(Segmentation dataset excerpts)

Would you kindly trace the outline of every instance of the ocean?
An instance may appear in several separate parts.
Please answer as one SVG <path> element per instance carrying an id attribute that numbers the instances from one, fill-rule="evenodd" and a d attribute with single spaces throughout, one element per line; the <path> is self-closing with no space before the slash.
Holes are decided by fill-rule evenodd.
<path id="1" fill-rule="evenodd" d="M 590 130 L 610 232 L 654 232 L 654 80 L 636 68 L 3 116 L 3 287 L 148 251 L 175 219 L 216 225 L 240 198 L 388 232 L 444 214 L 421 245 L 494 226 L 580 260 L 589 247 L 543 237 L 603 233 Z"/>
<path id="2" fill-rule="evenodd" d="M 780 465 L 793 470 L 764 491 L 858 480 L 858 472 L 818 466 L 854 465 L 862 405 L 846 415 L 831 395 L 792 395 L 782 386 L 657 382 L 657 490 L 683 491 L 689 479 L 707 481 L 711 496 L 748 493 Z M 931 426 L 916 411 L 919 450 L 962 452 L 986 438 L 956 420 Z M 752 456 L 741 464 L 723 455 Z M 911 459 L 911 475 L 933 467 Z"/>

# The problem
Count the lines of the data above that contain the string "instance". Give only the number.

# Response to this task
3